Hello,
I develop a large scientific software package for materials science. I am currently implementing a GPU version of the code. I created a minimal GPU example which mimics the workload in the main code for the rate limiting step. This is still somewhat complex, however, as there are multiple POSIX threads and each runs its own kernel for its own job. I setup the threads to use stream concurrency with each POSIX thread using it’s default stream.
I then profiled the code using NVTX and NSIGHT Systems. I have looked at the code both with the CLI and GUI. One thing that sticks out to me is that small DtoH memory transfers are taking an outsized share of the runtime. After each kernel run there are two doubles transferred DtoH, and these take longer than 64,000 doubles transferred HtoD before the kernel run.
This is the runtime breakdown of my code from nsys --stats
Time (%) Total Time (s) Range
27.4 280 :ENERGY_OUT
25.8 264 :FENERGY_OUT
22.9 234 :CUDAMalloc
10.3 105 :KERNEL
10.1 103 :CUDAFree
2.8 28 :ELEVELS_IN
ELEVELS_IN is a 64k double HtoD transfer, ENERGY_OUT is a double DtoH transfer, and FENERGY_OUT is another double DtoH transfer.

The task: Which range names appear in the runtime breakdown table of the GPU profiling post?

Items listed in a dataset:
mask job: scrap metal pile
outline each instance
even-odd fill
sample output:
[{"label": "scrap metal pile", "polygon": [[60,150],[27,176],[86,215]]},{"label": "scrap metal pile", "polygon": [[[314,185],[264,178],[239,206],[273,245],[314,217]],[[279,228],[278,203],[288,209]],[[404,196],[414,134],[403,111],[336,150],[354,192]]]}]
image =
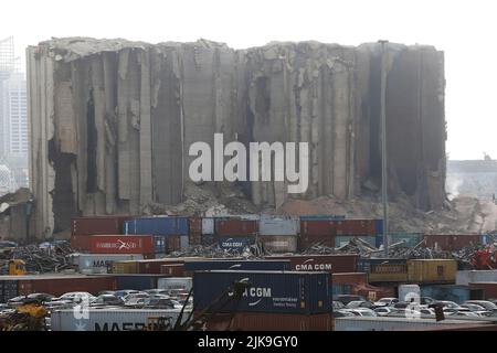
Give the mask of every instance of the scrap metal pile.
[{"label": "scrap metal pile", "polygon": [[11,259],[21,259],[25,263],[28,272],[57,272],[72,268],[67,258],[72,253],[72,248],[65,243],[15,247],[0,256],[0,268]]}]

Exercise result: ENERGY_OUT, FENERGY_OUT, CUDAMalloc, KERNEL, CUDAFree, ELEVELS_IN